As new coronavirus cases tick higher at a time when people seem to be more comfortable returning to their pre-pandemic lives, Montgomery County’s chief physician sounded a clear warning: the worst of the pandemic is not over.
Health Officer Dr. Scott Douglas said the county is expected to remain in the orange status for coronavirus spread through February or March, meaning there will likely be high transmission of the virus.
Unvaccinated people account for the majority of new infections and deaths, according to state health officials. But during times of high transmission, public health experts say vaccinated people should continue practicing mitigation measures, including wearing masks in indoor public settings.
“My observation, just in general in the community, is that folks are tired of mitigation and have pretty much just quit,” Douglas said Tuesday in his report to the Montgomery County Health Board.
Douglas added he fears people don’t understand that a “critical stage” of the pandemic is ongoing. “Unfortunately, I don’t think we’re through our darkest day of the COVID pandemic,” he said.
Heading into the fall, the situation appeared to be improving. The county’s average daily coronavirus cases fell to 11 in the middle of October, down from a peak of 36 in mid-September, state data show.
That number has since climbed to 23 daily cases on a seven-day average.
“We sort of plateaued for a while, but not in a good spot,” Douglas said. “We plateaued at a high rate of transmission, and now it’s starting to go back up.”
Unvaccinated people are six times more likely to become infected and 12 times more likely to die from COVID-19, according to the U.S. Centers for Disease Control and Prevention. Douglas expects the federal government eventually won’t consider a person to be fully vaccinated until they have received three doses of a coronavirus vaccine.

» Directions:
**1.** In one to three sentences, explain why the Montgomery County coronavirus passage says vaccinated people should keep wearing masks in indoor public settings.
**2.** Answer these from the Montgomery County coronavirus passage:
(a) What was the county's peak average of daily cases in mid-September?
(b) What is the current seven-day average of daily cases?
(c) According to the CDC, how many times more likely are unvaccinated people to die from COVID-19?
The items are not needed for either task.

» Information:
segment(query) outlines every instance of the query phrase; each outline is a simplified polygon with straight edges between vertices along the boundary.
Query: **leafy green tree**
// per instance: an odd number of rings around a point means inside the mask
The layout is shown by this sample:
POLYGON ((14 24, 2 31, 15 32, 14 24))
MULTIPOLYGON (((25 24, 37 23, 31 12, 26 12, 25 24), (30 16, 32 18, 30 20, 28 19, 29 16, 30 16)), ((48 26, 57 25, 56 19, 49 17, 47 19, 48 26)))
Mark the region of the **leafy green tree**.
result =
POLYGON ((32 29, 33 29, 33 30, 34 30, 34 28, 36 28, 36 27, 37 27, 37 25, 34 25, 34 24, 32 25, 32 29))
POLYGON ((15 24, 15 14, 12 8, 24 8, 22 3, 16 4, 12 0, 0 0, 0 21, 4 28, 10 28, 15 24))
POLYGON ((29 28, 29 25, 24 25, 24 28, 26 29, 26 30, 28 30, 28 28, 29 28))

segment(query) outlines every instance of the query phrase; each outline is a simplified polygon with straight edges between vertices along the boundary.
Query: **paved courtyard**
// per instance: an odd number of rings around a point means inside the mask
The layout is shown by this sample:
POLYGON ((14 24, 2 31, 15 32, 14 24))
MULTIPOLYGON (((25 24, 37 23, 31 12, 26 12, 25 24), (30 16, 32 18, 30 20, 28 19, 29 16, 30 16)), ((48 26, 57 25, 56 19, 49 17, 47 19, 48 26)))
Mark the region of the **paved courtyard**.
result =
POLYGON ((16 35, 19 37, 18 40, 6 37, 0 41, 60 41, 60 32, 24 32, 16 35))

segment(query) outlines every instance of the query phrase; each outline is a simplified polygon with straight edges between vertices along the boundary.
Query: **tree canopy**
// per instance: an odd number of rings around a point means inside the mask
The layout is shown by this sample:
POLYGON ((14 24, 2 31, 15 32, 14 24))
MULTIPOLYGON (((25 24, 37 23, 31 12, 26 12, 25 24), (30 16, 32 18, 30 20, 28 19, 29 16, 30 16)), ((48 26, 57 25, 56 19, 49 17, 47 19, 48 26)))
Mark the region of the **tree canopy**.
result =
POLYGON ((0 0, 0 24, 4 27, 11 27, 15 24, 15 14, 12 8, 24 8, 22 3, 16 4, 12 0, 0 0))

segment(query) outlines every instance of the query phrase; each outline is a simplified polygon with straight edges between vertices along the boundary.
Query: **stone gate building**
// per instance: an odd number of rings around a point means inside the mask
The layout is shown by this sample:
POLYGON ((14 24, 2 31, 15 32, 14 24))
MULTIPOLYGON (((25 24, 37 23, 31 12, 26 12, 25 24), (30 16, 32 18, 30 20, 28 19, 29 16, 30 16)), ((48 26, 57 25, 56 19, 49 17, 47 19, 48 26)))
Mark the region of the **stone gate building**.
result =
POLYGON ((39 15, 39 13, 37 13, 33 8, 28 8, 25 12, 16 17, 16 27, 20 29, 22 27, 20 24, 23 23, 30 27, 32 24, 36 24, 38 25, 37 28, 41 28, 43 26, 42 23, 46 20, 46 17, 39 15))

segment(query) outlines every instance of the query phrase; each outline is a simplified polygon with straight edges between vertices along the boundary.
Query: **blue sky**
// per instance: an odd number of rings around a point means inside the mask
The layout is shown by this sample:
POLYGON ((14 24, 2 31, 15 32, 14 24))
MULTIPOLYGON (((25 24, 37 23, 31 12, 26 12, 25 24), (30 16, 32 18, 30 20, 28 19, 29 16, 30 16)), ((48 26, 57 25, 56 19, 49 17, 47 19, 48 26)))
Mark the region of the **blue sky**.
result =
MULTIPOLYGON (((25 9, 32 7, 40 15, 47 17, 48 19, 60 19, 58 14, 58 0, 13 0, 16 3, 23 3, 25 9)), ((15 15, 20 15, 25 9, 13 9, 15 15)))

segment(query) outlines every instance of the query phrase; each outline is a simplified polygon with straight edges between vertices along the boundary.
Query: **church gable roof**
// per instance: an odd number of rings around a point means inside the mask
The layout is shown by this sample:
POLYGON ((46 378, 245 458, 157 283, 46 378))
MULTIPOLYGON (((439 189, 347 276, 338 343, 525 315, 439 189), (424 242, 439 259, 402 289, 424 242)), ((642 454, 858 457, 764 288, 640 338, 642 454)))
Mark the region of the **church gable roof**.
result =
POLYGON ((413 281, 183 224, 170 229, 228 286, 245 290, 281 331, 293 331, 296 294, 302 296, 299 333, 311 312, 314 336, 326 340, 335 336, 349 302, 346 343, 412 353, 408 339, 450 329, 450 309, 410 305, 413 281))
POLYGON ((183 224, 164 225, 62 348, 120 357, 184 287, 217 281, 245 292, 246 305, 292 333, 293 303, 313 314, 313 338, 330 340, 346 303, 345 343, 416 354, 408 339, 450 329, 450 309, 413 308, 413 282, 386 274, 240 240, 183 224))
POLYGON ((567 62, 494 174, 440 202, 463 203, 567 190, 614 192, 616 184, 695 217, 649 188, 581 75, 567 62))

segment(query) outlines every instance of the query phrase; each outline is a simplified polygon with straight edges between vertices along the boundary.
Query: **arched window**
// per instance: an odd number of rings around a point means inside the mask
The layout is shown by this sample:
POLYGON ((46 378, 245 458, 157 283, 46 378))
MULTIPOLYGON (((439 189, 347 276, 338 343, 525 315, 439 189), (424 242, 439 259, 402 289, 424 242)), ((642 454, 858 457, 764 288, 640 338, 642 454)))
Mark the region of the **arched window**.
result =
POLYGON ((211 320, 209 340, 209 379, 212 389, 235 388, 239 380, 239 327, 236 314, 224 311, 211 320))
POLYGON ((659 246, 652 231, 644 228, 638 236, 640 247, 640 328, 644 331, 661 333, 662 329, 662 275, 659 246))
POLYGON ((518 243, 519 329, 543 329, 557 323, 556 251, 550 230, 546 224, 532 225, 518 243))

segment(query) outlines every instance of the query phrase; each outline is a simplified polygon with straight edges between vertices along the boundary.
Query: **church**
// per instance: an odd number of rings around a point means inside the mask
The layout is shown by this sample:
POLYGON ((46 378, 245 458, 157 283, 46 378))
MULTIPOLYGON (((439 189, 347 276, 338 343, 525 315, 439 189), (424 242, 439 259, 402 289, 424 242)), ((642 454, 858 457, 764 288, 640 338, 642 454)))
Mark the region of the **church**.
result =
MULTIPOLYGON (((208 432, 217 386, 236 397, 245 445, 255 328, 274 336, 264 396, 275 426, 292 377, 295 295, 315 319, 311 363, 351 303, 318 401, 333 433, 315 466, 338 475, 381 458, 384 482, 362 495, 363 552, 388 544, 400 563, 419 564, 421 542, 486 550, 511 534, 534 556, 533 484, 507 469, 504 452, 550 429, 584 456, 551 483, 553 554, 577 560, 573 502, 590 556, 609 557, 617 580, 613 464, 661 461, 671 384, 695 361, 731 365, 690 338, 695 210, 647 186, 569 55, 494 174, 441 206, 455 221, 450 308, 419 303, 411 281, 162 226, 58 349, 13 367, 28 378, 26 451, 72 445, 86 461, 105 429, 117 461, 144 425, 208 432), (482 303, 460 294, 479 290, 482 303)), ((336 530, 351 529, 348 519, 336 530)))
---
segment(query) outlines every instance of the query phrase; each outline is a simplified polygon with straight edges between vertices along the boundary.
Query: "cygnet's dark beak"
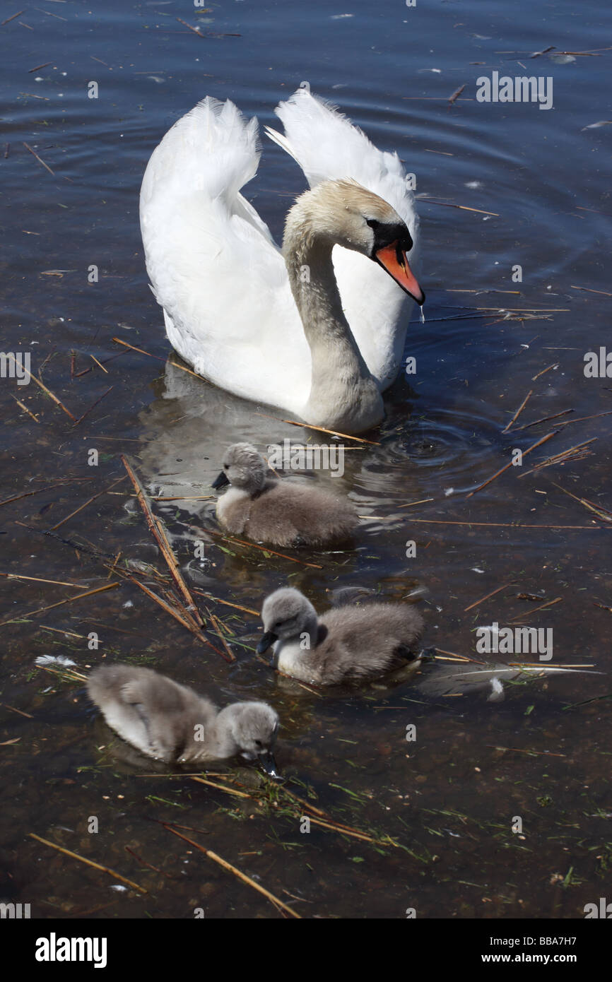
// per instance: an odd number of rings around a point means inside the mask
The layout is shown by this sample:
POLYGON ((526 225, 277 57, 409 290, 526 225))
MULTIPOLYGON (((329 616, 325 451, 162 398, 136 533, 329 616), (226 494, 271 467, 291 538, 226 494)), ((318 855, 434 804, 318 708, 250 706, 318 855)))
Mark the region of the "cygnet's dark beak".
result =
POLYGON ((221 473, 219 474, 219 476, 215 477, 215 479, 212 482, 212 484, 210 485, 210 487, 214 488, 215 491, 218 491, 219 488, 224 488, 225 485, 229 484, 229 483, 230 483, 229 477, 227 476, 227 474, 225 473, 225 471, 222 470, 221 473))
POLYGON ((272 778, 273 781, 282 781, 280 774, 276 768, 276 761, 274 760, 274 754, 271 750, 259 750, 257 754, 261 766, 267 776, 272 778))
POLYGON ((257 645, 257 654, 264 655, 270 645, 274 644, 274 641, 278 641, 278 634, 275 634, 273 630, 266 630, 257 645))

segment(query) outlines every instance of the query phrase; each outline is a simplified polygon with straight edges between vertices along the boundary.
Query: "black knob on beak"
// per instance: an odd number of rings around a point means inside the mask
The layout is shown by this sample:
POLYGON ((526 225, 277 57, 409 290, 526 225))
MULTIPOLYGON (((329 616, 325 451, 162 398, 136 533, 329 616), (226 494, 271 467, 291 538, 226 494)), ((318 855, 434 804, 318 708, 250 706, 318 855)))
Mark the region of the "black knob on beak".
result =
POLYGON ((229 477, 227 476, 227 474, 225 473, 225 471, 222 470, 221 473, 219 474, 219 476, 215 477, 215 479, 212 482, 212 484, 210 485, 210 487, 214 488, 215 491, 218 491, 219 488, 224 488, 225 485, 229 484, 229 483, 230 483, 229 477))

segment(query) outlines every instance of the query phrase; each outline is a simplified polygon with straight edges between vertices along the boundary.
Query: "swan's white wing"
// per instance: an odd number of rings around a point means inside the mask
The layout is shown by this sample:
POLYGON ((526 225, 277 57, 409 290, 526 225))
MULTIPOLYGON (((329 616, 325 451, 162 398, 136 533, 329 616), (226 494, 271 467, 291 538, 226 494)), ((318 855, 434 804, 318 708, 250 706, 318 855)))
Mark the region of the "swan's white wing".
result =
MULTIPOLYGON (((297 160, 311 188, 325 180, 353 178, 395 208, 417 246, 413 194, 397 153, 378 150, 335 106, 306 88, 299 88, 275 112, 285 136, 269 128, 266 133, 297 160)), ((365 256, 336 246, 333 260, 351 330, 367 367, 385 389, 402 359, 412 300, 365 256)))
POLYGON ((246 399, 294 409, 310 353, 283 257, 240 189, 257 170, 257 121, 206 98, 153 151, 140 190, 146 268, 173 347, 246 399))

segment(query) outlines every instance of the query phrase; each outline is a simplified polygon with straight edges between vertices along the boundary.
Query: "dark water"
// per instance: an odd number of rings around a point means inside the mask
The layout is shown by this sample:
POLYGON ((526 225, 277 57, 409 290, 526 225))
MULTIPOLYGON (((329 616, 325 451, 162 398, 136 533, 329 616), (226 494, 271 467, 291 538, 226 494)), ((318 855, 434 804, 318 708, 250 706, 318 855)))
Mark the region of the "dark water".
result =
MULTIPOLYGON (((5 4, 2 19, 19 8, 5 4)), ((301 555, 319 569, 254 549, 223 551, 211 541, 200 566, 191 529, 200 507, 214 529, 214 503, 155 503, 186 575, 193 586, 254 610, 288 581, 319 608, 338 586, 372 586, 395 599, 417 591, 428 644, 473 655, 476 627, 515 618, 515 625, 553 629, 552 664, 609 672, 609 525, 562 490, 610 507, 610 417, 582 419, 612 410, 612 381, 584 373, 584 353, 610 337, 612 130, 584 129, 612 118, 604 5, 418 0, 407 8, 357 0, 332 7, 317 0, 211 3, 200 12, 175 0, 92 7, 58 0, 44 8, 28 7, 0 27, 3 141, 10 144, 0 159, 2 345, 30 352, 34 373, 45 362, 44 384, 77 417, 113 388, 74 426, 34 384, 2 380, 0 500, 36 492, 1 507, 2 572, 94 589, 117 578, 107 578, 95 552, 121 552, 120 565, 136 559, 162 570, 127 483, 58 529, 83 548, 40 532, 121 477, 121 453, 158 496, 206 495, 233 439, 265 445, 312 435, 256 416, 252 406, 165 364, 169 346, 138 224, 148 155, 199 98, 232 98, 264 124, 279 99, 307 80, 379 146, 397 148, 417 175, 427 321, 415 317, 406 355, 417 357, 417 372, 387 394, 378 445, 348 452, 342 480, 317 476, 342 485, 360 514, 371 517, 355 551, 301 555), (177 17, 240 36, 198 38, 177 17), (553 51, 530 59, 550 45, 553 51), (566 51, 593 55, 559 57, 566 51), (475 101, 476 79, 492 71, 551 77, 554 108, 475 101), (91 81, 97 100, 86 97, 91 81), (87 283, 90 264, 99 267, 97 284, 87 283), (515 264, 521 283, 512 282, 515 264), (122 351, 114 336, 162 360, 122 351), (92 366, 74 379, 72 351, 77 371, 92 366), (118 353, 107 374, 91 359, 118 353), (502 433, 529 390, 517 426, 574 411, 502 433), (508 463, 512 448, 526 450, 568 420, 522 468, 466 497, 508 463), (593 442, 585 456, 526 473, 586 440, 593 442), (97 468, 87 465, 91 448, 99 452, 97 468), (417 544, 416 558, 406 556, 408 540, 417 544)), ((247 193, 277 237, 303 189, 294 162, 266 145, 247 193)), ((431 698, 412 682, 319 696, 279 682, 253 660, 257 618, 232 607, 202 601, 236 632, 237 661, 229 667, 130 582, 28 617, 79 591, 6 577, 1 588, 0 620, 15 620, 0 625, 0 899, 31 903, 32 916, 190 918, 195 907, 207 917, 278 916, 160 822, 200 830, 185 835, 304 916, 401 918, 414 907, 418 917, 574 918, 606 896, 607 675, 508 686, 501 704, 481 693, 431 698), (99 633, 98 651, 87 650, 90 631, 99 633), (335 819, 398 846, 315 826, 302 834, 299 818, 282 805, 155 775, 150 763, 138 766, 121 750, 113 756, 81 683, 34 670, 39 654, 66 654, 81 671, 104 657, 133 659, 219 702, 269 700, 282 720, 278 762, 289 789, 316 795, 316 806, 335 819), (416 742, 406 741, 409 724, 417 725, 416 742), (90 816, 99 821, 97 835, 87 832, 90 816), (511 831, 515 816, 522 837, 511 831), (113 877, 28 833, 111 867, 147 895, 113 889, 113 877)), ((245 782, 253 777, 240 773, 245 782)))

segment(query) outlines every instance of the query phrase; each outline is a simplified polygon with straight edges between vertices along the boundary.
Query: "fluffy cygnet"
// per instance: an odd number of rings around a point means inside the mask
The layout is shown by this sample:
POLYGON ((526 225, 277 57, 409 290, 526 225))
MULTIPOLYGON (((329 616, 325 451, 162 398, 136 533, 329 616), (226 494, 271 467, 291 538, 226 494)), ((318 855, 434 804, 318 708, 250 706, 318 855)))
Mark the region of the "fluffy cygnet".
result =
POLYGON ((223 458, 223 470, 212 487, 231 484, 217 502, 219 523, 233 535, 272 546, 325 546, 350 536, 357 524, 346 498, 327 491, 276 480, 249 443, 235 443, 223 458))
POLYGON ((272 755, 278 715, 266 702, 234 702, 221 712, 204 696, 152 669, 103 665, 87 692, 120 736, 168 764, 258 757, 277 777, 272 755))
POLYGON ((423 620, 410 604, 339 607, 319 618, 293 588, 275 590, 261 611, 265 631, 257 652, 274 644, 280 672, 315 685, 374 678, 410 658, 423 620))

» Results by task:
**1.** Public health experts say vaccinated people should continue mitigation measures, including indoor masking, during times of high transmission. The county is expected to stay in orange status through February or March, which means transmission of the virus will likely be high.

**2.**
(a) 36
(b) 23
(c) 12 times